EXERCISE PROMPT | Make an exact copy of the entries, and keep any pictures out of it.

MATERIAL TO PROCESS |
==*==
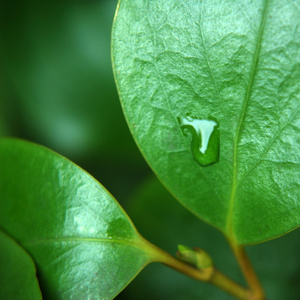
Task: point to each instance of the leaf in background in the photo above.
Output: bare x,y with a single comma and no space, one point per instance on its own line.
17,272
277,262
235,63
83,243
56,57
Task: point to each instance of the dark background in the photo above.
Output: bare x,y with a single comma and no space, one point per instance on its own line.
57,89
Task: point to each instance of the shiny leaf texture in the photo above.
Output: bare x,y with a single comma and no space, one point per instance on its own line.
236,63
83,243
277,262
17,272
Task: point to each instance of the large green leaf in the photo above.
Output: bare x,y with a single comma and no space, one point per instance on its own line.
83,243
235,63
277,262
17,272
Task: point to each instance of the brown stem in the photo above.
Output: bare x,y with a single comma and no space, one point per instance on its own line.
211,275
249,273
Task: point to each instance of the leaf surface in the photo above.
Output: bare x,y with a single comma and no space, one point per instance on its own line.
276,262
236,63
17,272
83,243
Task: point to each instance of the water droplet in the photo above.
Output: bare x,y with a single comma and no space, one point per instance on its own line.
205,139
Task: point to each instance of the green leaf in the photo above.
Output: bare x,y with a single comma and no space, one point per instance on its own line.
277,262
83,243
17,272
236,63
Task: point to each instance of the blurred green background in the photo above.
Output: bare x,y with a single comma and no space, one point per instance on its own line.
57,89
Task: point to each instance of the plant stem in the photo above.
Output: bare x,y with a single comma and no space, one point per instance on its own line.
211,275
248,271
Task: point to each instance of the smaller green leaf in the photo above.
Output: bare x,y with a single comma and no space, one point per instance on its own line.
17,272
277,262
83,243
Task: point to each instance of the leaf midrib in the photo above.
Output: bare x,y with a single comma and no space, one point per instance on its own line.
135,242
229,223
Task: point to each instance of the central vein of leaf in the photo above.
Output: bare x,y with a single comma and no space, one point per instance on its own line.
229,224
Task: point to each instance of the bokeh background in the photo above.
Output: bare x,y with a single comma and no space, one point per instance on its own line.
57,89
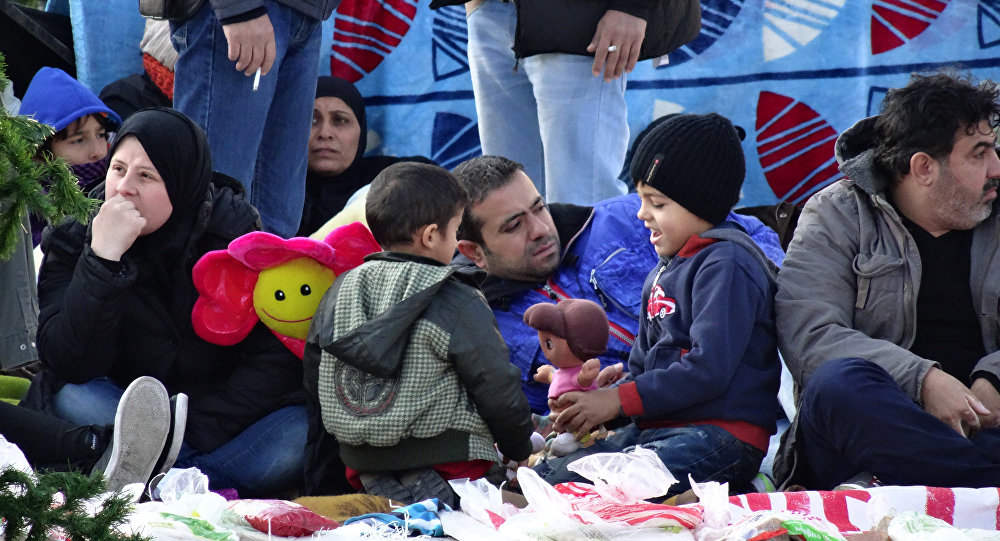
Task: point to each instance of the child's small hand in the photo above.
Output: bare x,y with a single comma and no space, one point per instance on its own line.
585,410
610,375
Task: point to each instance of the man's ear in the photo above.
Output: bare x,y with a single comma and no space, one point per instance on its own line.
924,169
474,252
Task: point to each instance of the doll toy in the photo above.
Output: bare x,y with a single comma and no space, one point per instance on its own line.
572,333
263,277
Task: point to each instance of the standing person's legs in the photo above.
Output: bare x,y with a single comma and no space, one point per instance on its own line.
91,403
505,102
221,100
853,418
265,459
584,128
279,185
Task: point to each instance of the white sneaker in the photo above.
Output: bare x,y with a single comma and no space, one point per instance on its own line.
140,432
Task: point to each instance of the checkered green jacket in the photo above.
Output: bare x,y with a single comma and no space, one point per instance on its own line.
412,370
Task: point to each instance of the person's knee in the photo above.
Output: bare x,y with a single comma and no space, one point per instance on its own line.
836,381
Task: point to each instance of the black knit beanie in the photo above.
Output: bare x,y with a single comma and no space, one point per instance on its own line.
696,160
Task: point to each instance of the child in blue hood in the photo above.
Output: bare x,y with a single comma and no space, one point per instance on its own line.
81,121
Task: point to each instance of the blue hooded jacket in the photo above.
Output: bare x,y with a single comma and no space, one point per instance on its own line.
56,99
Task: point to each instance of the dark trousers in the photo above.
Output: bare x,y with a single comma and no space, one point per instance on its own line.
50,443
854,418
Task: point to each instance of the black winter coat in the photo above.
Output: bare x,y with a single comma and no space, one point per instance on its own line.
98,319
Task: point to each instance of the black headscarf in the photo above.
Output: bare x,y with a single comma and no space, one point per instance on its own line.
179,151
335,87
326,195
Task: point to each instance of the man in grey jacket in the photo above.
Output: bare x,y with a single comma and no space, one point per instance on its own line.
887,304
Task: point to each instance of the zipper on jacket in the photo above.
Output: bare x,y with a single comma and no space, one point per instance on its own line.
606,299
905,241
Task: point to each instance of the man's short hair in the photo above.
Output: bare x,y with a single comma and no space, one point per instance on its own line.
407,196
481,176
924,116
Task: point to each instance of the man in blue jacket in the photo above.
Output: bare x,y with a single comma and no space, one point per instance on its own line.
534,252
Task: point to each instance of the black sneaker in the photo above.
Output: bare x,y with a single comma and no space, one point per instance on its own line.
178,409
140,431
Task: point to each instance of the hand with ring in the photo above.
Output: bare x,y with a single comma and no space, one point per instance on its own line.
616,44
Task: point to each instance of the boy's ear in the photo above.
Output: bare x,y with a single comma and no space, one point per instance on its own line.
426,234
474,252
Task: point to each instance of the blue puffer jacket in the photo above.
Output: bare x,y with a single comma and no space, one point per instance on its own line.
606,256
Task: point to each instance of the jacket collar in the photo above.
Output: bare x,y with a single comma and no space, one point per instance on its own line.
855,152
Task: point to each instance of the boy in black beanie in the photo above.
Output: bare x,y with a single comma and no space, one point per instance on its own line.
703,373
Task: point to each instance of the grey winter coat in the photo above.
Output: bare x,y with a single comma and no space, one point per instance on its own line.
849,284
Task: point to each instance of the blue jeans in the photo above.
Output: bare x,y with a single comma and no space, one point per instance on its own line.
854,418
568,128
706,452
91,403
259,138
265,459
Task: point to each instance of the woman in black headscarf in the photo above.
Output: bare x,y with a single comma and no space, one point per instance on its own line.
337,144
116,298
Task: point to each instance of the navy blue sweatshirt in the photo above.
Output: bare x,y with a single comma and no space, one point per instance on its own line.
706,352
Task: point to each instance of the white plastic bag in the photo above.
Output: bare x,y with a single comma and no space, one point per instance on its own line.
==*==
ANSWER FOR THIS EXERCISE |
Task: point to each instance of the leaf in background in the photo above.
Output: bare x,y with a single comma and no space, one point per instance on its own line.
17,272
277,262
235,63
83,243
56,57
Task: point to each instance of the dark background in the photo above.
Output: bare x,y with a single comma and no space, one point per instance on its own line.
57,89
Task: point to each instance of the shiny leaf texture in the photo above.
Output: bare x,y with a single comma and no space, one point per instance on its own line.
236,63
83,243
277,262
17,272
Task: point to each instance of the large green leaf in the photo above.
Output: bare x,y with a single comma and no space, one point per instance on its own line.
83,243
235,63
277,262
17,272
Task: point to each instance of the brown stem in the photo above.
Output: bare x,y with a single comma and no space, one point per instance on its own line.
211,275
249,273
Task: point to each instance of the leaf surface in the photo above.
Output: bare x,y with a single comma and no space, one point per instance on its own line.
276,262
236,63
17,272
83,243
Task: point to each instance of the water droplet in the photo above.
Output: bare x,y with a single comma and no space, one point per instance on its own line.
205,139
Task: point to each instance of the green leaf in the photo above.
Output: bare x,y with a single comma and no space, one point per instance on its own line.
277,262
83,243
17,272
236,63
Task: point to each instance of the blurred green background in the photo above.
Output: bare x,y with a single comma and no space, one point per instance on its own line.
57,89
Task: point to each instance of the plant stem in the photo above.
Output: bare x,y with a single comma and no space, one point per instance on its own line.
211,275
248,271
Task: point to each instance of the smaller green leaf in the photo above.
Output: bare x,y with a single comma and no space, one point per instance on its own line.
17,272
277,262
83,243
Task: point to each instance of the leaf midrib in the photo above.
Output: bare x,y with a single comma and no space, one point per instance on its own line.
135,242
229,223
Task: point to each instance of the central vein of leaf in the photo above.
Output: bare x,y with a single comma and no space, one point per instance on its own line.
229,224
Task: point to each instance of the bokeh background in the photo above.
Output: bare x,y with a single comma and no space, one point per instance on its own line.
57,89
Task: point to each instance of the child's small hand in the photo above.
Output: bare x,y with a single comma and no space, one point per instance on its own line.
585,410
610,375
Task: point to each instance of the man's ear in the photo above.
Output: bare x,y with a single comma and no space, one point per instance on its own line.
924,169
474,252
Task: point to each instance of the doll toy in the photo above.
Output: bare x,y with a single comma and no space, one point per instance on its own line.
572,333
263,277
Task: point to each instance of the standing person's legs in the photo above.
Output: bare x,y with a single comma and no space, one point per instance on its own line.
91,403
505,102
221,100
853,418
265,459
584,128
279,185
Task: point to each instance of the white sneaker in the photo above.
Output: bare x,y with a single comma and no space, one point per instance on its own line.
140,432
Task: point to each instance of the checkered green jacket in the photo above.
Output: bare x,y with a single comma and no space, one point per instance on its own line.
412,370
Task: point to each instance of the person's knee in the photo above.
Output: bare x,y with a single comma and no space, one point per instance on its own line.
836,381
Task: point to each instance of the black knit beanie in the photo above.
Output: bare x,y with a single comma and no space, one point per instance on its own line.
696,160
Task: point to each instance of the child in blue hood in the photo above.
Output: bare x,y with a single comma and no space, one point per instance on its own line.
81,121
Task: point to each instance of the blue hooded jacket in the photo above.
Output: bare x,y with a single comma and no space, one point per instance on its own line.
56,99
Task: point to each instance of the dark trousers in the photo above.
Output: bare x,y with a single comma and no space, one point per instance on its own line.
50,443
854,418
Task: point to each instance of the black winter coat in the photo above.
Output: bare x,y with a single comma and no space, one point per instance on its own line.
98,319
Task: point to each instance of the black headscarf in the photo above.
Output: bare x,y with a single comma and no space, one point per instance on its own line.
179,151
335,87
326,195
Task: point to each instance of the man in grey jacket in the photo above.
Output: bare x,y with a single comma and no space, one point per instance on its own line.
887,304
Task: point to each instance of the zipper on jacket in the photo above.
Output: bare x,y with a single comma and no space, one point per instance on its own line.
606,299
905,241
Task: point to each instance of the man's short hair in the photo above.
Output: bare x,y with a single comma and no space, one point per instance on its own line.
407,196
481,176
924,116
Task: point to each instance of the man in blue jacket in the photo above.
Output: bare x,y with a single comma and no space, one point per instance on its own line.
534,252
Task: point to each instance of the black sneaker in the photo above.
Output: bare x,y with a single comma and no space, one point per instance on its own line.
178,409
140,431
Task: point to each instance of the hand with ring in the photo above.
Output: bare x,y with a single comma and no space, one point per instance on its own line.
616,44
Task: point to each instance of the boy's ear in the photo above.
Output: bare x,y with a single comma and no space, one point per instance on its own line.
426,234
474,252
Task: point to each instance of the blue puffer jacket in the photo above.
Output: bare x,y with a single comma and no space, one point per instance on its own line.
606,256
Task: point to each instance of the jacket collar in the photo above.
Output: bare x,y with a single comma and no space, one point per instance on its own line.
855,152
Task: point to each instance of the boy in black beanie in the photo above.
Output: bare x,y with a single comma and no space, one point per instance on its own line.
703,373
Task: point to each instance of the grey winter coat in the photo above.
Output: bare x,y with a single comma and no space, one point per instance on its own line.
849,284
Task: point to each instance of the blue jeans in the photo above.
Output: bare x,y with a single comma and no space, one point per instance on its own line.
854,418
568,128
706,452
91,403
259,138
265,459
Task: point to each instance of the woman in black headscarf in the photo above.
Output: bare x,y with a single comma and no space, one point per instance on its own line.
337,144
116,298
Task: point to each instance of the navy blue sweatshirt in the photo above.
Output: bare x,y with a single comma and no space, one point per instance on its own line.
706,352
Task: point to each instance of the white plastic bag in the photo above.
Output: bare x,y with a single comma and no space, one point per instance on its own line.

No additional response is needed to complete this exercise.